- **Texte à examiner**:
L'hôpital Necker a-t-il vraiment été «dévasté» par les «casseurs» ?




Un hôpital «dévasté» : les mots sont de Manuel Valls, invité ce mercredi matin sur France Inter. Au lendemain d’une manifestation parisienne sous haute tension contre le projet de loi travail, le Premier ministre a dénoncé avec force l’action des «casseurs» au cours du défilé, et notamment les incidents qui se sont déroulés aux abords de l’hôpital Necker pour les enfants malades, dans le XVe arrondissement de la capitale.

Dans la classe politique, la condamnation a été unanime. Côté gouvernement, Marisol Touraine, la ministre des Affaires sociales, a parlé d’une «attaque insupportable», assurant, sur France Info, que «personne ne pouvait ignorer que c’était un hôpital auquel on s’en prenait et qu’on attaquait». Et d’ajouter : «Il y a des enfants qui entraient dans les blocs opératoires et certains n’étaient pas encore endormis, ce sont des choses qui sont choquantes.»


Son homologue de l’Intérieur, Bernard Cazeneuve, est allé plus loin, en s’en prenant aux «hordes de manifestants violents» et aux «sauvageons» qui ont brisé les «vitres de l’hôpital Necker» alors «qu’il y a l’enfant des policiers [assassinés lundi à Magnanville, ndlr] qui s’y trouve». Nicolas Sarkozy, sur Twitter, s’est fendu de ce message : «#Necker : je demande que soit engagée la responsabilité civile et financière de la CGT.»

Mercredi matin, Manuel Valls s’est rendu sur place avec Marisol Touraine pour apporter son soutien aux équipes médicales de l’établissement. L’Assistance publique - Hôpitaux de Paris (AP-HP), de son côté, a déposé une plainte contre X pour «dégradation de biens publics et mise en danger de la vie d’autrui». Vingt-quatre heures après les faits, Libération fait le point sur un dossier devenu symbolique.

Que s’est-il passé ?

Il est près de 15h30 quand le cortège de tête, constitué notamment de plusieurs centaines de manifestants cagoulés et équipés pour harceler les forces de l’ordre, arrive à l’angle du boulevard du Montparnasse et de la rue de Sèvres, au niveau du métro Duroc. Les affrontements avec les CRS, qui n’ont pas cessé depuis le départ de la manifestation place d’Italie, reprennent de plus belle. Des militants radicaux, tout de noir vêtus, lancent des projectiles en direction de forces de l’ordre situées sur leur gauche, qui répliquent à coups de grenades lacrymogènes.

L’hôpital Necker, juste à côté du cordon des forces de l’ordre, n’est clairement pas la cible de la majorité des manifestants. S’il est tout à fait probable que des pierres ou des canettes de bière aient pu endommager sa façade, c’est surtout les coups de marteau portés par un ou deux manifestants qui ont causé la majorité des dégâts. On le voit sur cette vidéo tournée par un journaliste du Monde (à partir de 4’20"). A noter, par ailleurs, l’intervention d’un homme qui tente d’arrêter l’individu en lui disant : «Hé, c’est un hôpital de gosses.»

(Données de pointage ancrées dans l'image)
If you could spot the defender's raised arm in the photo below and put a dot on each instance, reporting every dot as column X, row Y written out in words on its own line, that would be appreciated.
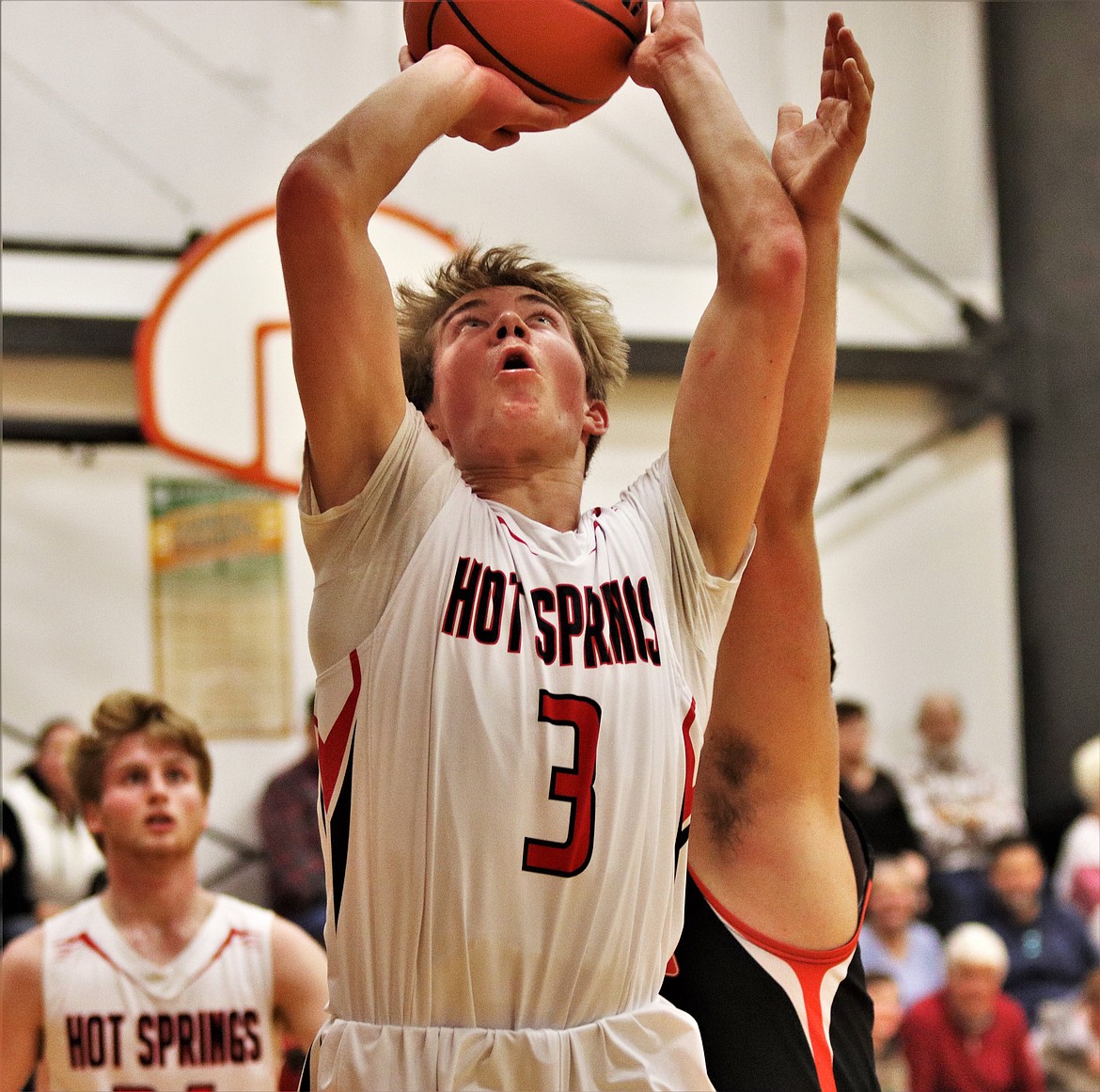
column 731, row 391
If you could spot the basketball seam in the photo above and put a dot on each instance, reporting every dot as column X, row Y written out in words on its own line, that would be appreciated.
column 519, row 71
column 596, row 10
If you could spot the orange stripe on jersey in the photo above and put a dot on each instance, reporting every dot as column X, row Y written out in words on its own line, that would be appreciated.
column 809, row 965
column 330, row 751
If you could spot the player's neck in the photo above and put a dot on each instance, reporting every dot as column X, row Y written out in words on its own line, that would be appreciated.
column 550, row 496
column 157, row 910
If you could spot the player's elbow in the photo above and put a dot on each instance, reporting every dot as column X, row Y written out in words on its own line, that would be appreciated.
column 768, row 271
column 774, row 264
column 310, row 192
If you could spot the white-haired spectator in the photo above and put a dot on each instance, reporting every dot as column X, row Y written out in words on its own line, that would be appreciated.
column 970, row 1036
column 1077, row 871
column 960, row 806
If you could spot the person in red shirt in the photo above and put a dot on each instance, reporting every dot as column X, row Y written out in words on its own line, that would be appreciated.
column 970, row 1036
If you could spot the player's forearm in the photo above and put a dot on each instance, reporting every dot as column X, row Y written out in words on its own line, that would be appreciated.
column 748, row 212
column 795, row 467
column 360, row 161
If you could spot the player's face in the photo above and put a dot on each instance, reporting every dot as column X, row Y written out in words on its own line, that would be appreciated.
column 152, row 802
column 510, row 383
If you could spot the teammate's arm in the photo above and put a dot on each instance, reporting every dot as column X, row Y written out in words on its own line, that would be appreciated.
column 302, row 987
column 20, row 1009
column 343, row 327
column 767, row 839
column 731, row 389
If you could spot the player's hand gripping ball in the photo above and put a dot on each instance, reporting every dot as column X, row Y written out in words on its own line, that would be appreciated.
column 569, row 53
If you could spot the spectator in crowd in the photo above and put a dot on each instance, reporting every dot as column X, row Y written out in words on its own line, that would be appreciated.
column 890, row 1065
column 52, row 861
column 970, row 1036
column 893, row 942
column 1070, row 1052
column 1049, row 950
column 871, row 793
column 959, row 808
column 1077, row 870
column 289, row 826
column 156, row 983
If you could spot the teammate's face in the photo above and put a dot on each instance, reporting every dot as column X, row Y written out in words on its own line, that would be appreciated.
column 510, row 383
column 152, row 802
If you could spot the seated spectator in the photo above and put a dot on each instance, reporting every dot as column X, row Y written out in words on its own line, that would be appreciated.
column 970, row 1036
column 959, row 808
column 289, row 825
column 1077, row 870
column 1070, row 1052
column 893, row 942
column 1049, row 950
column 871, row 793
column 53, row 861
column 890, row 1065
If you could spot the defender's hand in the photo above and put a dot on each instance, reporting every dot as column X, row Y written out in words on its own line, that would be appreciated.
column 815, row 161
column 500, row 111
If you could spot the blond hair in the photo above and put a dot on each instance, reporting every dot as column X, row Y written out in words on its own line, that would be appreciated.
column 123, row 713
column 587, row 309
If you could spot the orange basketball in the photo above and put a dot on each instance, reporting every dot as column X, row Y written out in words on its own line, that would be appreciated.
column 571, row 53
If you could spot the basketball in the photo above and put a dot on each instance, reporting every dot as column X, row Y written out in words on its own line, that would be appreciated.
column 570, row 53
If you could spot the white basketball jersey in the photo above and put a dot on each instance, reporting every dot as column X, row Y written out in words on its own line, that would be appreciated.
column 202, row 1022
column 509, row 722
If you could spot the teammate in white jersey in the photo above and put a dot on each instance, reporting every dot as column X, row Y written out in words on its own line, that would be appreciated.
column 156, row 983
column 768, row 961
column 511, row 692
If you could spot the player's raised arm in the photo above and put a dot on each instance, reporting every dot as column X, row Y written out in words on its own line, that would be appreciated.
column 342, row 323
column 768, row 832
column 20, row 1009
column 731, row 394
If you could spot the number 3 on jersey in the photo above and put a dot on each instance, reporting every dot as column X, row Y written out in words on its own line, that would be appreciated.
column 572, row 783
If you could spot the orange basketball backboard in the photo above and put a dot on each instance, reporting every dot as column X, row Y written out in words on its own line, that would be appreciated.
column 214, row 378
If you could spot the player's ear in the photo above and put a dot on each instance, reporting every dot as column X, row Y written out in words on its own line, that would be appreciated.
column 595, row 419
column 433, row 421
column 92, row 818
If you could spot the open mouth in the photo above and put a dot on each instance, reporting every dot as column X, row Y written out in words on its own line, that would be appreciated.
column 516, row 361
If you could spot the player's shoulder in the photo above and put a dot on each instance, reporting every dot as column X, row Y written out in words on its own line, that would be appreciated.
column 22, row 957
column 242, row 913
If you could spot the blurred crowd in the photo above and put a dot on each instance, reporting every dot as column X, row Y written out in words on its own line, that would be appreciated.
column 982, row 957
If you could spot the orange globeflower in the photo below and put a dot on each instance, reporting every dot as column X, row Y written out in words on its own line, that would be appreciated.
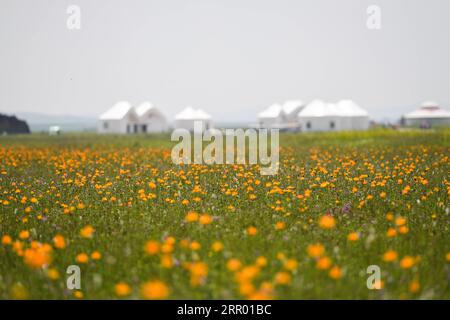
column 283, row 278
column 122, row 289
column 290, row 264
column 199, row 271
column 414, row 286
column 261, row 261
column 53, row 274
column 354, row 236
column 96, row 255
column 315, row 250
column 251, row 231
column 391, row 233
column 6, row 240
column 400, row 221
column 217, row 246
column 205, row 219
column 59, row 241
column 191, row 216
column 335, row 273
column 38, row 256
column 82, row 258
column 87, row 231
column 323, row 263
column 327, row 222
column 407, row 262
column 152, row 247
column 24, row 234
column 280, row 225
column 390, row 256
column 234, row 264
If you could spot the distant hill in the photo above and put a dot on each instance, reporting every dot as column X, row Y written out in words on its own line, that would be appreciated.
column 12, row 125
column 40, row 122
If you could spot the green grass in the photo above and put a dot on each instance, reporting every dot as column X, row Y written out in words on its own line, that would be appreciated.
column 68, row 170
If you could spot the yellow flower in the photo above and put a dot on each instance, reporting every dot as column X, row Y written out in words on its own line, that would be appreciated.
column 280, row 225
column 122, row 289
column 354, row 236
column 335, row 273
column 391, row 233
column 261, row 261
column 24, row 234
column 199, row 271
column 327, row 222
column 251, row 231
column 19, row 292
column 38, row 256
column 6, row 240
column 390, row 256
column 290, row 265
column 96, row 255
column 217, row 246
column 323, row 263
column 205, row 219
column 315, row 250
column 407, row 262
column 400, row 221
column 82, row 258
column 191, row 216
column 233, row 264
column 87, row 231
column 152, row 247
column 166, row 261
column 59, row 241
column 195, row 245
column 154, row 290
column 283, row 278
column 414, row 286
column 53, row 274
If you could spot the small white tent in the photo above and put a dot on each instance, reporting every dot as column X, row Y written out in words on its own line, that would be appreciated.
column 150, row 118
column 272, row 117
column 291, row 110
column 121, row 118
column 322, row 116
column 353, row 117
column 430, row 114
column 188, row 116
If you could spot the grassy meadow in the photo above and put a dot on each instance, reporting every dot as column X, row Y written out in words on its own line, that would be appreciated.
column 140, row 227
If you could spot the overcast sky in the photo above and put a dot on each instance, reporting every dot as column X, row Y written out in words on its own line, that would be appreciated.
column 230, row 57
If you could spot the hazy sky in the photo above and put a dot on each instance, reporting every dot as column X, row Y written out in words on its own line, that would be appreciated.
column 230, row 57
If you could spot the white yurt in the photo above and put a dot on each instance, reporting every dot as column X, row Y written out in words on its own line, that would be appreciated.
column 150, row 119
column 322, row 116
column 121, row 118
column 291, row 110
column 189, row 116
column 428, row 115
column 353, row 117
column 272, row 117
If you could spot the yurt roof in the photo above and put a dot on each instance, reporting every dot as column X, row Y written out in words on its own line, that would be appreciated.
column 190, row 113
column 143, row 108
column 291, row 106
column 350, row 108
column 319, row 108
column 117, row 112
column 428, row 112
column 273, row 111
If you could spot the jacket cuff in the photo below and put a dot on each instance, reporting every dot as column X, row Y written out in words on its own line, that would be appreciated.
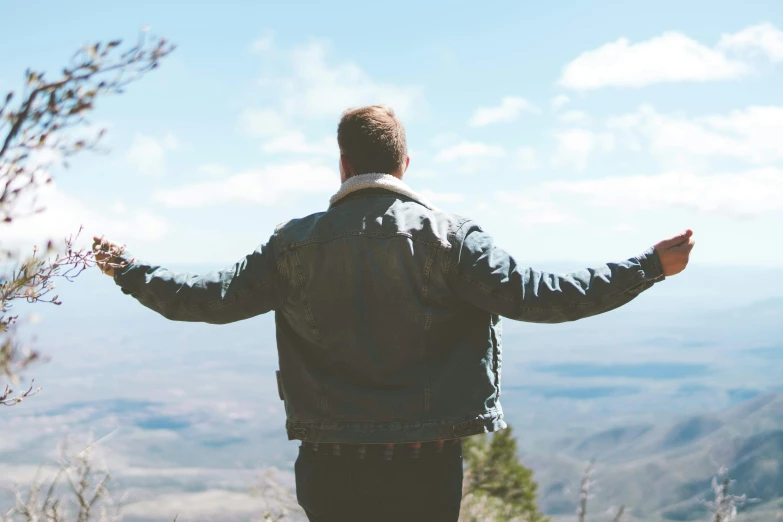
column 650, row 264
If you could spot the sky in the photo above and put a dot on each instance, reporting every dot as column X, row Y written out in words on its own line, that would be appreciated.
column 571, row 132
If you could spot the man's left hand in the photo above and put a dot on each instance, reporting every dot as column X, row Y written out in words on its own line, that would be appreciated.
column 106, row 254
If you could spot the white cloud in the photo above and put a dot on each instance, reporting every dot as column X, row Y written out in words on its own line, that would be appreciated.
column 560, row 101
column 573, row 117
column 318, row 88
column 295, row 142
column 763, row 38
column 310, row 89
column 264, row 122
column 213, row 170
column 670, row 57
column 148, row 153
column 262, row 44
column 64, row 214
column 753, row 134
column 525, row 158
column 576, row 146
column 266, row 186
column 739, row 194
column 533, row 208
column 468, row 149
column 442, row 197
column 509, row 110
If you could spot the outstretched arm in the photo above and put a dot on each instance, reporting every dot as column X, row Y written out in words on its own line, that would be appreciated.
column 243, row 290
column 489, row 278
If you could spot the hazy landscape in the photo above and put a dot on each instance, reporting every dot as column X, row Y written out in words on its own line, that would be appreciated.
column 661, row 393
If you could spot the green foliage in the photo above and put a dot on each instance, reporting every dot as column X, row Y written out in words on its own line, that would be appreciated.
column 494, row 471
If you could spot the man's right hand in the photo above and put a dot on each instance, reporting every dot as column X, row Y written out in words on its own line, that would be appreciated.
column 675, row 252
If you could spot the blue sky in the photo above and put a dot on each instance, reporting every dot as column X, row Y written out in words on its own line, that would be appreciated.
column 574, row 133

- **Travail à faire**:
#1 Indiquez par oui ou par non si chacune des affirmations suivantes s'accorde avec l'article sur l'hôpital Necker, en citant les mots du texte qui tranchent la question : (a) Manuel Valls s'est exprimé sur France Inter ; (b) l'AP-HP a porté plainte contre X ; (c) la manifestation était partie de la place de la Bastille.
#2 Relevez toutes les personnes désignées par leur nom dans l'article sur l'hôpital Necker.

- **Réponses numérotées**:
#1
(a) Oui : « les mots sont de Manuel Valls, invité ce mercredi matin sur France Inter ».
(b) Oui : « a déposé une plainte contre X ».
(c) Non : « depuis le départ de la manifestation place d’Italie ».

#2 Manuel Valls, Marisol Touraine, Bernard Cazeneuve, Nicolas Sarkozy